## Try it:
Search the records for the word "below" and copy each line in which it appears.

─── Data to examine ───

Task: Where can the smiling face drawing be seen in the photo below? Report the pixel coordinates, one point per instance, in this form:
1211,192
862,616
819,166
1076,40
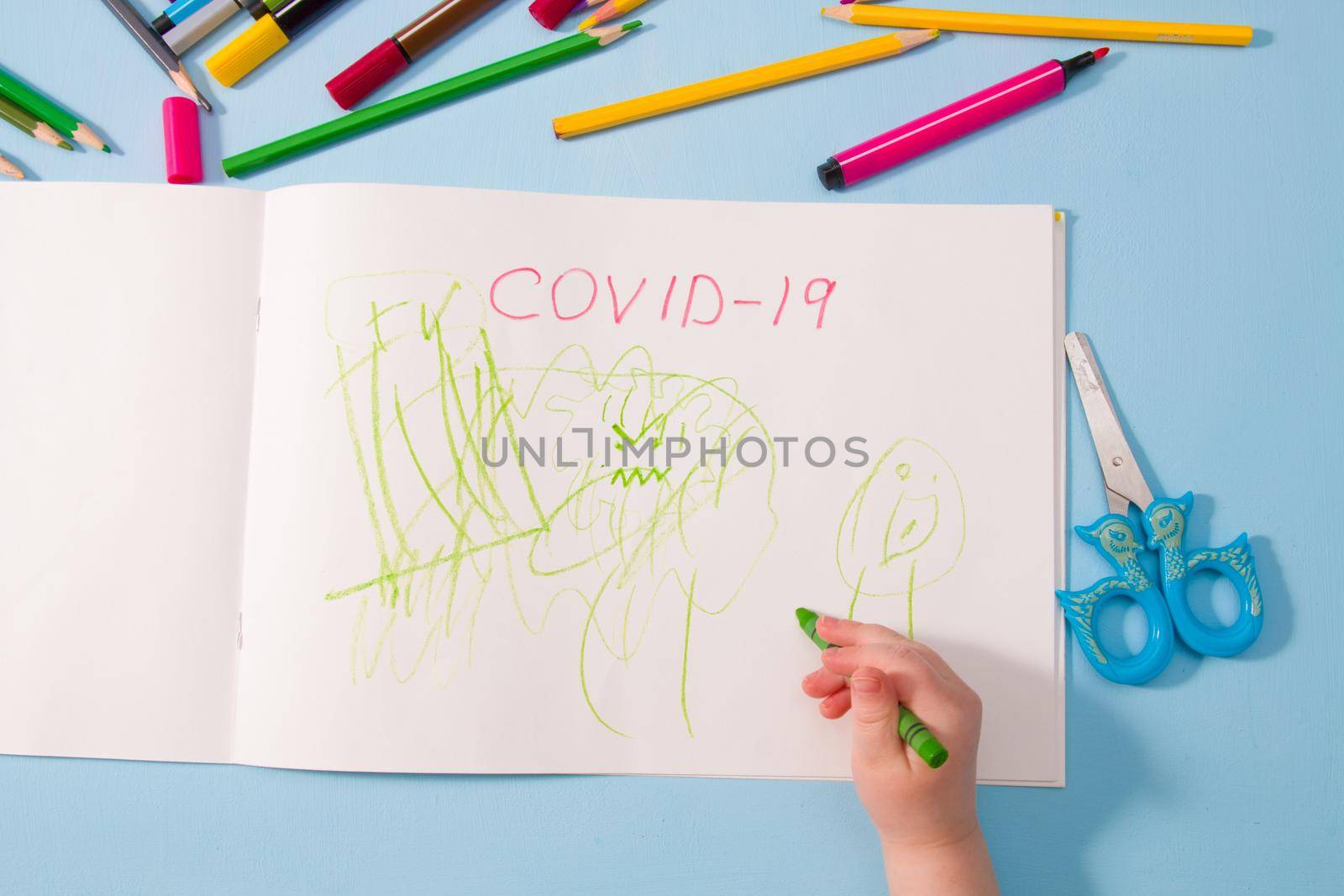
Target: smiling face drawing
905,524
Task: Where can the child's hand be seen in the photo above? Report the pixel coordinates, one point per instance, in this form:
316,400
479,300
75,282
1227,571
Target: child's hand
925,817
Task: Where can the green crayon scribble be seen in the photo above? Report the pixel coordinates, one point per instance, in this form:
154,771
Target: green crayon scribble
460,542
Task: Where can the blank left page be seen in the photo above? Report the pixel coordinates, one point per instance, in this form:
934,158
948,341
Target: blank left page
127,336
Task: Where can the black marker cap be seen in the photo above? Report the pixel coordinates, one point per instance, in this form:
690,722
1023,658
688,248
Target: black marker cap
831,175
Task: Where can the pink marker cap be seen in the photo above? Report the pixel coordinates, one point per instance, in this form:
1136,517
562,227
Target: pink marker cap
181,141
551,13
367,74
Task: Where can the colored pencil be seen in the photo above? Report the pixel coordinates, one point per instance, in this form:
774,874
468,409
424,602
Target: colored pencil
156,47
396,55
266,36
739,82
40,107
611,9
20,118
417,101
1043,26
10,168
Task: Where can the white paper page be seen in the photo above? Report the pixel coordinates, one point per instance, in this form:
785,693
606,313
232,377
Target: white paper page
407,610
127,336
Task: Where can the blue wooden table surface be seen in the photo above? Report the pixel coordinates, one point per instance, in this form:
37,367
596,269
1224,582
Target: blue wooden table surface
1206,259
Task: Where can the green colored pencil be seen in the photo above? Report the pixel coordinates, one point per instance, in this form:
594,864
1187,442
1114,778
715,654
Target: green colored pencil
40,107
27,123
417,101
913,731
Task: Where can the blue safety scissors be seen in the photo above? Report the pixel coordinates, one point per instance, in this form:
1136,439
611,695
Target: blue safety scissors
1164,527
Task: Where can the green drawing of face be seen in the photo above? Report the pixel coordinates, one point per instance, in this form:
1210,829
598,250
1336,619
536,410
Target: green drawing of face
905,524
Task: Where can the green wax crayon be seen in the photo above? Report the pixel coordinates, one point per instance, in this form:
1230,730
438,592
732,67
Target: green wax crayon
913,731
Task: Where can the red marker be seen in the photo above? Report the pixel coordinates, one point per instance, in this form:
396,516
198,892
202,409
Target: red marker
960,118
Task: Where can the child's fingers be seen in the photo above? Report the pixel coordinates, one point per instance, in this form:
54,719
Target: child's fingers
911,672
848,633
822,683
837,705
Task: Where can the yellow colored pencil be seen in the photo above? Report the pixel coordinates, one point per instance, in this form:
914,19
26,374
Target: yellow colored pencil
611,9
739,82
1043,26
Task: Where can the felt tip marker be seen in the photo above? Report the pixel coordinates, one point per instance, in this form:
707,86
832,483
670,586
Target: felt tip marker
951,123
913,731
265,38
396,55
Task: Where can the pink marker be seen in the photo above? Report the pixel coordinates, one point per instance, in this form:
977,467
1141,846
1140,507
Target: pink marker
960,118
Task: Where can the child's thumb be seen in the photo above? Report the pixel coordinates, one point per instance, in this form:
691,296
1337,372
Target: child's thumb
874,712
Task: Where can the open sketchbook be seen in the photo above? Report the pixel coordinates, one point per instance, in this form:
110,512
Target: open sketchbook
430,479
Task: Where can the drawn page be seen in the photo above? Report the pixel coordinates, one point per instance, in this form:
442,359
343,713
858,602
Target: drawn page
127,335
745,409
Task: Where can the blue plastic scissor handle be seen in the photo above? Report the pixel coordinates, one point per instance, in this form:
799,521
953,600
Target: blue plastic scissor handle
1115,537
1164,521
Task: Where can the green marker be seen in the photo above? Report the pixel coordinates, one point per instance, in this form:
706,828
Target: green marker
913,731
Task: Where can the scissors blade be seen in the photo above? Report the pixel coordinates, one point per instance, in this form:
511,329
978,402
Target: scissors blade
1126,483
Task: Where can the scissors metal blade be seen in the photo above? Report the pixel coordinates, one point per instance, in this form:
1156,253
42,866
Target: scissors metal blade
1126,483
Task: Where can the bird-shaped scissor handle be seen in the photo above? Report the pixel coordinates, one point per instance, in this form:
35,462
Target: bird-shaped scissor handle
1164,524
1116,539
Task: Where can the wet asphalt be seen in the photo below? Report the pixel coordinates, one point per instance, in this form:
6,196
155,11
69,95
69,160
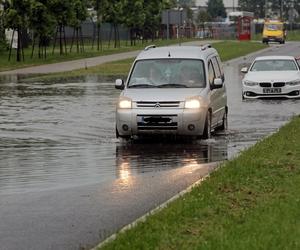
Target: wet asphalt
67,183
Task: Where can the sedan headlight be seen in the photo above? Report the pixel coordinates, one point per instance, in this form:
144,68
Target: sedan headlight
192,103
125,103
293,83
250,83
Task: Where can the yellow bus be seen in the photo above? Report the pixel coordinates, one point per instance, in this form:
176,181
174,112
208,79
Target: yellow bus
273,32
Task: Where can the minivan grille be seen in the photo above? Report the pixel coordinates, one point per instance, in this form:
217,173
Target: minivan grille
157,104
157,122
265,84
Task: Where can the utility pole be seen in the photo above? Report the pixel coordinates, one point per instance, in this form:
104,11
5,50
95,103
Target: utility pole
266,8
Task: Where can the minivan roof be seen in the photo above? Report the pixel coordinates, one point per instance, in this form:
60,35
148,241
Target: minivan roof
188,52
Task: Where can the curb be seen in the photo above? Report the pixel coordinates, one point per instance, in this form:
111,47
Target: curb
155,210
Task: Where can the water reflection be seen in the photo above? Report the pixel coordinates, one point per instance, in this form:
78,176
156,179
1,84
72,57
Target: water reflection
137,158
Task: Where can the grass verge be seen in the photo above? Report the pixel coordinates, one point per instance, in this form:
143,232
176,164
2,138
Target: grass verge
227,49
251,202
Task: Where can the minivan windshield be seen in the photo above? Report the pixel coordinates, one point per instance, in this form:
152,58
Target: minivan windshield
168,73
274,65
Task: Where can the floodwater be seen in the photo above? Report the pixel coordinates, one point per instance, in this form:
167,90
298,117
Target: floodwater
56,135
63,134
67,182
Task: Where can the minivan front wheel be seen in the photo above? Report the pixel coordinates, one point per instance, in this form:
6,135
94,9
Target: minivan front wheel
224,125
207,127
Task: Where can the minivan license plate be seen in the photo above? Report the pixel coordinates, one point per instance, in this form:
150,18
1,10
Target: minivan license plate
272,90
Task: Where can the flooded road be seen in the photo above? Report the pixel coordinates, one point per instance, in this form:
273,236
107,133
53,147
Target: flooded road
61,135
62,168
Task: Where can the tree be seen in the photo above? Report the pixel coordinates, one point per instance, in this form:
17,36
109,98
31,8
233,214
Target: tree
186,3
64,12
42,24
3,44
153,10
134,22
80,15
202,18
98,6
16,16
113,13
216,8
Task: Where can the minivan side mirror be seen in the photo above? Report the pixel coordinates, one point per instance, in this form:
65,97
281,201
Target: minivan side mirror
244,70
119,84
218,83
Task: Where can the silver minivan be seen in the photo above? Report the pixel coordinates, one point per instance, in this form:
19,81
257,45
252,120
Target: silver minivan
175,90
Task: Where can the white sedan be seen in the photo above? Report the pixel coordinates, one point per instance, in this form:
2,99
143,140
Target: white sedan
272,76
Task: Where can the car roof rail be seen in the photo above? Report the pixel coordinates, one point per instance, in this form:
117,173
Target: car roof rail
152,46
206,46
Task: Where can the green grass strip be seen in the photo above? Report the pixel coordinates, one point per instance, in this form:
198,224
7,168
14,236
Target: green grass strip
227,49
251,202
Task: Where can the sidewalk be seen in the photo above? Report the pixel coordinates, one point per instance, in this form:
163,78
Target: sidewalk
82,63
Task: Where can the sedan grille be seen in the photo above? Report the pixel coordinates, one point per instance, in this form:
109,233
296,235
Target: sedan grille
278,84
265,84
157,122
158,104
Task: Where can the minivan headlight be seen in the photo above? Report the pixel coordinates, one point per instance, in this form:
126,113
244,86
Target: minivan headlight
192,103
250,83
293,83
125,103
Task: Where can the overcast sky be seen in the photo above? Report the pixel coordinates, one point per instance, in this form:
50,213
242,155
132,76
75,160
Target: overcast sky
227,3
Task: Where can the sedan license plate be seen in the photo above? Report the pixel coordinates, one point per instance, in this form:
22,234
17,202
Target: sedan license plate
272,90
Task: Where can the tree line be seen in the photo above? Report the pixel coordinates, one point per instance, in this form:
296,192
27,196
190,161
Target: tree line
47,19
261,8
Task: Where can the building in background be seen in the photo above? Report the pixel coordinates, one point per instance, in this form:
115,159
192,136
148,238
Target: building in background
230,5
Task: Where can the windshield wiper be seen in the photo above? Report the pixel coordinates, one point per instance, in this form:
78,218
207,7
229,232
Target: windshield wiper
142,86
174,85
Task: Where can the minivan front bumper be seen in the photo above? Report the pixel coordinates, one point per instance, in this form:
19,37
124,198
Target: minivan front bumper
145,121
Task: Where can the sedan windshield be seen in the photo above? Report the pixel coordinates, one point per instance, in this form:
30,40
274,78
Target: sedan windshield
274,65
168,73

───

## Response to this exercise:
Task: Where can the smiling face drawing be seen in the photo below? Report the pixel coordinates, one point per instance, in this form:
Task: Where can the wet asphalt be seen in the photo below? Report the pixel coordinates, one point per instance, in this form:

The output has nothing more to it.